## YOUR ASSIGNMENT
Copy every record that follows, word for word.

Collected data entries
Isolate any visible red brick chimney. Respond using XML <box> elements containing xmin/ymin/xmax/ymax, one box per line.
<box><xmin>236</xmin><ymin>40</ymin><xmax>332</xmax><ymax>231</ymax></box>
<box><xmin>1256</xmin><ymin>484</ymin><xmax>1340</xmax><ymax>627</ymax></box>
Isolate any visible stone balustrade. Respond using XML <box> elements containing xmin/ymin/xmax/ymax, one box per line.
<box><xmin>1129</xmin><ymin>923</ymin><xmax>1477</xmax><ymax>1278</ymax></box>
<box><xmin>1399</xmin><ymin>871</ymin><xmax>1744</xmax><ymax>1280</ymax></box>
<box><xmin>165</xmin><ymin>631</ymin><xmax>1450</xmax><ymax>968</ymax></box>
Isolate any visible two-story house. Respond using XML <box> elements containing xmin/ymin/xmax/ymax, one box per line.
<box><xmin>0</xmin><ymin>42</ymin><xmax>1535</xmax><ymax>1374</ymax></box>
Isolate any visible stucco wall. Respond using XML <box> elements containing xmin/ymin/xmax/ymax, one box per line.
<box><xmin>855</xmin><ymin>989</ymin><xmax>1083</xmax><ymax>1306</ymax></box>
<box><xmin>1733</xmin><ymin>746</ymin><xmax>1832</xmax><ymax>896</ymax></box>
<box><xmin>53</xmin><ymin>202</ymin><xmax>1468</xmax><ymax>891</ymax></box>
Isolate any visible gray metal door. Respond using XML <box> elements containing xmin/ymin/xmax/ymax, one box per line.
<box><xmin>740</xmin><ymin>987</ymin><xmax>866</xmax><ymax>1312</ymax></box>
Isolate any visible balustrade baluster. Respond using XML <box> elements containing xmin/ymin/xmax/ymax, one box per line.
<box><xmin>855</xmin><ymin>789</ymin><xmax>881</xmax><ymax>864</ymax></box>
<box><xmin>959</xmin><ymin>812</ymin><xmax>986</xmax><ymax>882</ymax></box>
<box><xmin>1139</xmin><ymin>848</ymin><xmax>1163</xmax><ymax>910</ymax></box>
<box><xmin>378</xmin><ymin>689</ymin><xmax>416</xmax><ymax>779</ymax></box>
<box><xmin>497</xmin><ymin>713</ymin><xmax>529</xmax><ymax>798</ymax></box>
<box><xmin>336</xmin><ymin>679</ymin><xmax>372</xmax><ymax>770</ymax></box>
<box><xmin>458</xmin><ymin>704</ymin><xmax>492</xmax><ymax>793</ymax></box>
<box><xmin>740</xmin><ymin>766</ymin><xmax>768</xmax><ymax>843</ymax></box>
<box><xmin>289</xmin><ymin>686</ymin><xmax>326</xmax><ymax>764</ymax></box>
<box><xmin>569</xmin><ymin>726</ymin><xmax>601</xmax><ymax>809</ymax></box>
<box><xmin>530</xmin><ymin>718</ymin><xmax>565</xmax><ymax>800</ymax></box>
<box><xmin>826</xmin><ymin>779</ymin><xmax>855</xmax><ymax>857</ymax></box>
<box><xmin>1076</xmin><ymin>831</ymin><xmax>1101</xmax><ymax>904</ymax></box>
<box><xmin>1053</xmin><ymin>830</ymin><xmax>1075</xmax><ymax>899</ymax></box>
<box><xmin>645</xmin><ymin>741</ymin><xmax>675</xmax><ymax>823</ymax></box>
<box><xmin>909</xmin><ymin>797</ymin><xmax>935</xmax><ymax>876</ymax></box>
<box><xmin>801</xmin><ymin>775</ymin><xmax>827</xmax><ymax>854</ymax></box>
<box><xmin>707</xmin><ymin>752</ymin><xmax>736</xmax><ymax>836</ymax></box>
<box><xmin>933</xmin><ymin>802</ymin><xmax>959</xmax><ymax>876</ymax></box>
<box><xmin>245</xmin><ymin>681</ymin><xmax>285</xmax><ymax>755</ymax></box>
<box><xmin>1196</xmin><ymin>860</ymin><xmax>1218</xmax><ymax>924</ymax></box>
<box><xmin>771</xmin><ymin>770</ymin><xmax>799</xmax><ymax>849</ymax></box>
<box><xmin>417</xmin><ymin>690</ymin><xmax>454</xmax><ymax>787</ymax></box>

## ANSWER SECTION
Isolate any visible red brick chimney. Respond using XML <box> elements containing xmin/ymin/xmax/ymax, one box per line.
<box><xmin>236</xmin><ymin>40</ymin><xmax>332</xmax><ymax>231</ymax></box>
<box><xmin>1256</xmin><ymin>484</ymin><xmax>1340</xmax><ymax>627</ymax></box>
Isolate any visible stone balustrade. Respond using XML <box> elements containing xmin/ymin/xmax/ymax, one box per line.
<box><xmin>1129</xmin><ymin>923</ymin><xmax>1477</xmax><ymax>1278</ymax></box>
<box><xmin>1399</xmin><ymin>871</ymin><xmax>1744</xmax><ymax>1280</ymax></box>
<box><xmin>165</xmin><ymin>631</ymin><xmax>1450</xmax><ymax>968</ymax></box>
Isolate any visible two-story house. Respond using XML <box> elements containing xmin/ymin/xmax/ymax, one box per line.
<box><xmin>0</xmin><ymin>42</ymin><xmax>1535</xmax><ymax>1374</ymax></box>
Isolate any visible stucco wall. Respond using XML <box> elements containing xmin/ymin/xmax/ymax, one box per line.
<box><xmin>855</xmin><ymin>989</ymin><xmax>1083</xmax><ymax>1306</ymax></box>
<box><xmin>1733</xmin><ymin>746</ymin><xmax>1832</xmax><ymax>896</ymax></box>
<box><xmin>53</xmin><ymin>202</ymin><xmax>1468</xmax><ymax>891</ymax></box>
Isolate any visible gray metal door. Respond using XML <box> elements containing xmin/ymin/xmax/ymax, one box per line.
<box><xmin>740</xmin><ymin>987</ymin><xmax>866</xmax><ymax>1312</ymax></box>
Isolate any visible balustrade baluster. Respond using XML <box> elements containing xmin/ymin/xmax/ymax, one box per line.
<box><xmin>855</xmin><ymin>789</ymin><xmax>881</xmax><ymax>864</ymax></box>
<box><xmin>959</xmin><ymin>812</ymin><xmax>986</xmax><ymax>882</ymax></box>
<box><xmin>1139</xmin><ymin>848</ymin><xmax>1163</xmax><ymax>910</ymax></box>
<box><xmin>378</xmin><ymin>689</ymin><xmax>416</xmax><ymax>779</ymax></box>
<box><xmin>497</xmin><ymin>713</ymin><xmax>529</xmax><ymax>798</ymax></box>
<box><xmin>336</xmin><ymin>679</ymin><xmax>372</xmax><ymax>770</ymax></box>
<box><xmin>458</xmin><ymin>704</ymin><xmax>492</xmax><ymax>793</ymax></box>
<box><xmin>740</xmin><ymin>766</ymin><xmax>768</xmax><ymax>843</ymax></box>
<box><xmin>289</xmin><ymin>686</ymin><xmax>326</xmax><ymax>764</ymax></box>
<box><xmin>569</xmin><ymin>726</ymin><xmax>601</xmax><ymax>809</ymax></box>
<box><xmin>530</xmin><ymin>718</ymin><xmax>565</xmax><ymax>800</ymax></box>
<box><xmin>826</xmin><ymin>779</ymin><xmax>855</xmax><ymax>857</ymax></box>
<box><xmin>1076</xmin><ymin>831</ymin><xmax>1101</xmax><ymax>904</ymax></box>
<box><xmin>1053</xmin><ymin>830</ymin><xmax>1075</xmax><ymax>899</ymax></box>
<box><xmin>645</xmin><ymin>741</ymin><xmax>675</xmax><ymax>823</ymax></box>
<box><xmin>909</xmin><ymin>797</ymin><xmax>935</xmax><ymax>876</ymax></box>
<box><xmin>801</xmin><ymin>775</ymin><xmax>827</xmax><ymax>854</ymax></box>
<box><xmin>707</xmin><ymin>752</ymin><xmax>736</xmax><ymax>836</ymax></box>
<box><xmin>933</xmin><ymin>802</ymin><xmax>959</xmax><ymax>876</ymax></box>
<box><xmin>245</xmin><ymin>681</ymin><xmax>285</xmax><ymax>755</ymax></box>
<box><xmin>1196</xmin><ymin>860</ymin><xmax>1218</xmax><ymax>924</ymax></box>
<box><xmin>771</xmin><ymin>770</ymin><xmax>799</xmax><ymax>849</ymax></box>
<box><xmin>417</xmin><ymin>690</ymin><xmax>454</xmax><ymax>787</ymax></box>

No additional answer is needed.